Excerpted passage |
★ ★ ★ ★ ★
More Machine Learnings

At AI enabler Nvidia, Bionemo is an example of their new strategy, where the advance is not so much that it’s new, but that it’s increasingly easy for companies to access. The new version of this biotech platform adds a shiny web UI and improved fine-tuning of a bunch of models.

“A growing portion of pipelines are dealing with heaps of data, amounts we’ve never seen before, hundreds of millions of sequences we have to feed into these models,” said Amgen’s Peter Grandsard, who is leading a research division using AI tech. “We are trying to obtain operational efficiency in research as much as we are in manufacturing. With the acceleration that tech like Nvidia’s provides, what you could have done last year for one project, now you can do five or ten using the same investment in tech.”

This book excerpt by Meredith Broussard over at Wired is worth reading. She was curious about an AI model that had been used in her cancer diagnosis (she’s OK) and found it incredibly fiddly and frustrating to try to take ownership of and understand that data and process. Medical AI processes clearly need to consider the patient more.

Actually nefarious AI applications make for new risks, for instance attempting to influence discourse. We’ve seen what GPT-4 is capable of, but it was an open question whether such a model could create effective persuasive text in a political context. This Stanford study suggests so: When people were exposed to essays arguing a case in issues like gun control and carbon taxes, “AI-generated messages were at least as persuasive as human-generated messages across all topics.” These messages were also perceived as more logical and factual. Will AI-generated text change anyone’s mind? Hard to say, but it seems very likely that people will increasingly put it to use for this kind of agenda.

Examples of text used to see whether AI can be persuasive.
★ ★ ★ ★ ★
To do |
- a) In the machine learning roundup, what does the new version of Nvidia's Bionemo platform add?
- b) Using the machine learning roundup, explain why Amgen's Peter Grandsard values the acceleration that technology like Nvidia's provides.

Recorded information |
★ ★ ★ ★ ★
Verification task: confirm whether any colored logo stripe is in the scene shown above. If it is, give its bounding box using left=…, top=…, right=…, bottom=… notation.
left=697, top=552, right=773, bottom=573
★ ★ ★ ★ ★
Results of the exercise |
- a) A web UI and improved fine-tuning of a number of models.

- b) His pipelines now handle unprecedented amounts of data, with hundreds of millions of sequences to feed into the models, and Amgen wants operational efficiency in research as much as in manufacturing. With that acceleration, the same technology investment that covered one project last year can now cover five or ten.